- _Exercise directions_:
Images are to be left out when the records below are printed word for word.

- _Extracted data_:

# # #

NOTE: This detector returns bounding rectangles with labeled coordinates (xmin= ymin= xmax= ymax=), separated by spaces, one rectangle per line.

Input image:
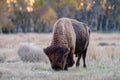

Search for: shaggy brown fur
xmin=44 ymin=17 xmax=90 ymax=70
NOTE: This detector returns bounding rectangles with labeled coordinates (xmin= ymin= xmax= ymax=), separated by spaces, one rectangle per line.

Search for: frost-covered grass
xmin=0 ymin=33 xmax=120 ymax=80
xmin=17 ymin=43 xmax=49 ymax=63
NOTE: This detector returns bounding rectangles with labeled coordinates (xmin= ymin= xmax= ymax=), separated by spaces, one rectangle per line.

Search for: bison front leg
xmin=67 ymin=47 xmax=75 ymax=67
xmin=64 ymin=63 xmax=68 ymax=71
xmin=76 ymin=53 xmax=82 ymax=67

# # #

- _Expected output_:
NOTE: This detector returns bounding rectangles with labeled coordinates (xmin= ymin= xmax= ymax=), separated by spaces, one rectangle per line.

Input image:

Search for: shaggy brown fur
xmin=44 ymin=17 xmax=90 ymax=70
NOTE: This detector returns bounding rectangles with labeled coordinates (xmin= ymin= xmax= ymax=), separated by spaces, one rectangle per line.

Search for: frost-covered grass
xmin=0 ymin=33 xmax=120 ymax=80
xmin=17 ymin=43 xmax=49 ymax=63
NOTE: This detector returns bounding rectangles with labeled coordinates (xmin= ymin= xmax= ymax=), separated by spaces, one rectangle per line.

Search for: bison front leg
xmin=67 ymin=47 xmax=75 ymax=67
xmin=64 ymin=63 xmax=68 ymax=71
xmin=76 ymin=53 xmax=82 ymax=67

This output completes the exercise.